▸ **Source extract**
● ● ● ●

Moves or deals that are expected to close in 2025 or had yet to be announced as of Dec. 10, 2024, didn't make the list. That means pending moves and transactions such as Kestra Holdings' recapitalization through funds managed by Stone Point Capital, Wealth Enhancement Group's departure from LPL, LPL's purchase of The Investment Center, Cetera Financial Group's deal to buy Concourse Financial Group Securities and Wintrust Investments' transition to LPL must wait until next year.

10. Perigon Wealth Management

Location: San Francisco
Date of minority investment: Jan. 16  
Number of advisors: 64
Client assets: $6.5 billion
Brokerages: Purshe Kaplan Sterling Investments and Fortune Financial Services
Exiting minority investor: Merchant Investment Management
New minority investor: Constellation Wealth Capital 
Remark: Merchant exited its investment after five years through the transaction with the firm led by former Emigrant Partners and Fiduciary Network CEO Karl Heckenberg. Perigon more than doubled in size in the first year of its backing by Merchant.

"Constellation has quickly established a reputation for working collaboratively with operational leadership that aims to foster a relationship that delivers meaningful growth, and we look forward to working with their team," Perigon CEO Arthur Ambarik said in a statement at the time of the deal. "This investment positions our firm and clients for continued success as a sustainable, majority advisor-owned, client- and advisor-centric firm."

9. Americana Partners

Location: Houston
Date of strategic investment: Oct. 24
Number of advisors: 39
Client assets: $8.5 billion
Brokerage: Purshe Kaplan Sterling Investments
RIA platform provider: Dynasty Financial Partners
New strategic investor: Lovell Minnick Partners 
Remark: A hybrid RIA that uses Dynasty's platform and the PKS brokerage received an influx of an undisclosed size at a nonpublic valuation. Americana launched in 2019 with $2.6 billion in assets under management — meaning that it has already grown to more than three times its initial size in a five-year span.

"This is an important milestone for our firm, and it underscores our commitment to building the right destination for our clients and financial advisors," Americana CEO Jason Fertitta said in a statement at the time of the deal. "We chose to work with LMP because of their extensive track record in accelerating growth for successful wealth management organizations, their deep bench of resources to support strategic acquisitions, and their underlying philosophy as partners and investors."

8. U.S. Capital Wealth Advisors

Location: Houston
Date of acquisition: April 11 
Number of advisors: 62
Client assets: $8.8 billion
Brokerage: USCA Securities
New parent: Arax Investment Partners
Remark: When Haig Ariyan thinks about the ongoing consolidation in the advisory industry, he sees no reason why it should lead to greater uniformity among firms.

Take for example his company Arax Investment Partners' latest and biggest acquisition to date: Arax announced on April 11 that it had bought Houston-based U.S. Capital Wealth Advisors in a deal bringing it $6.8 billion in assets under management and $2 billion under advisement, 62 advisors and 5,500 clients. All told, the deal brings Arax's asset tally to nearly $16.5 billion.

● ● ● ●

▸ **Rows**

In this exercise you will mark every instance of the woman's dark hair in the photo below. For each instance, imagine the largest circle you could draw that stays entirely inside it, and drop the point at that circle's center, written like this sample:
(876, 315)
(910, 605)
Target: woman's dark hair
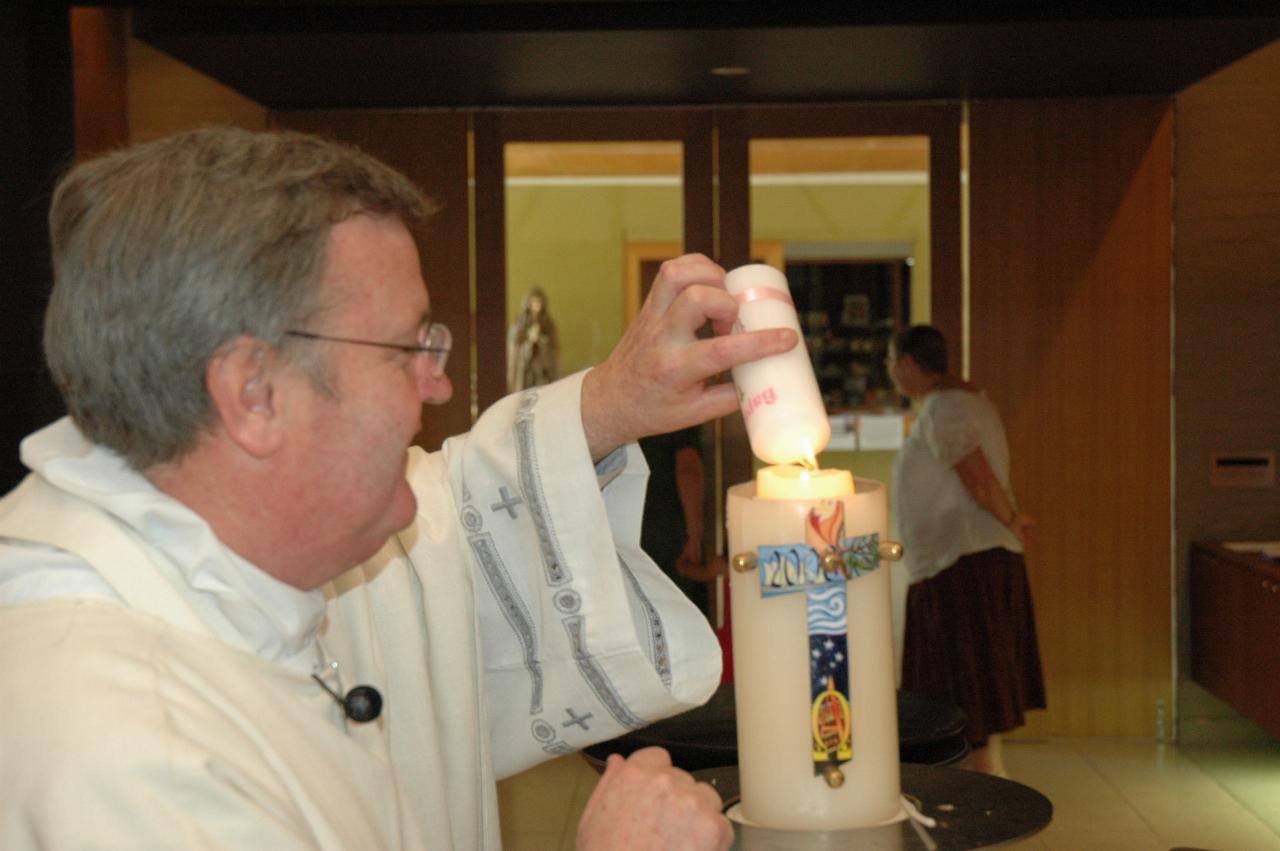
(926, 346)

● ● ● ●

▸ **Directives**
1 > In the list of 2024 wealth management deals, translate this sentence into Spanish: "Perigon more than doubled in size in the first year of its backing by Merchant."
2 > Using the Americana Partners entry in the list of wealth management deals, explain in one to three sentences why Americana chose to work with Lovell Minnick Partners.
3 > Carry on the list of 2024 wealth management deals from its last sentence.

▸ **Response list**
1 > Perigon duplicó con creces su tamaño en el primer año del respaldo de Merchant.

2 > Americana CEO Jason Fertitta said the firm chose LMP for three reasons. LMP has an extensive track record in accelerating growth for successful wealth management organizations. It also has a deep bench of resources to support strategic acquisitions, and Americana valued its underlying philosophy as partners and investors.

3 >
READ MORE: Arax CEO sees big role for hybrids in firm's growth plans

7. Bleakley Financial Group

Location: Fairfield, New Jersey
Date of minority investment: Aug. 20
Number of advisors: 79
Client assets: $10 billion
Brokerage: LPL Financial
New minority investor: Rise Growth Partners
Remark: A hybrid RIA firm whose executives are now reportedly considering dropping LPL's brokerage picked up an investment from former United Capital CEO Joe Duran's firm. Bleakley left its earlier hybrid RIA, Private Advisor Group, in one of the largest recruiting moves in the channel in 2022.

6. Merit Financial Advisors

Location: Alpharetta, Georgia
Date of move: Aug. 16
Number of advisors: 139
Client assets: $12 billion
Previous brokerage: LPL Financial
New brokerage: Purshe Kaplan Sterling Investments
Remark: One of two major independent branches leaving LPL Financial after a change in the company's policies is hybrid RIA firm Merit Financial Advisors.

READ MORE: $12B hybrid RIA firm Merit to leave LPL in biggest exit of past 5 years

5. tru Independence

Location: Portland, Oregon
Date of acquisition: April 30
Number of advisors: Undisclosed number at 30 incoming RIAs
Client assets: $12.5 billion
Previous brokerages: Four brokerages used by incoming RIAs
New brokerage: Sanctuary Securities (advisors' choice)
Previous parent: Entwood Holdings
New parent: Sanctuary Wealth
Remark: In a deal that gives Sanctuary Wealth a separate service provider for independent RIAs, the Indianapolis-based firm acquired tru Independence. The parties didn't disclose the financial terms of the deal after the close a day earlier, and representatives for the firms said the number of incoming financial advisors to Sanctuary was not available.

READ MORE: Sanctuary buys tru Independence, creating $42B firm

4. Wentworth Management Services

Location: New York
Date of acquisition: March 19
Number of advisors: 1,800
Client assets: $23 billion
Brokerage: Wentworth's Purshe Kaplan Sterling Investments
New parent company: Binah Capital Group (Kingswood Acquisition)
Remark: Almost two years after it was announced and 15 months after the expected close date, one of the most complicated wealth management transactions in recent memory is now complete. Binah Capital Group began trading on the Nasdaq exchange on March 27 under the ticker symbol "BCG" after its creation earlier this month through Kingswood Acquisition's purchase of independent broker-dealer holding company Wentworth Management Services.

READ MORE: Binah Capital is born. Will Nasdaq investors bet on hybrid RIAs?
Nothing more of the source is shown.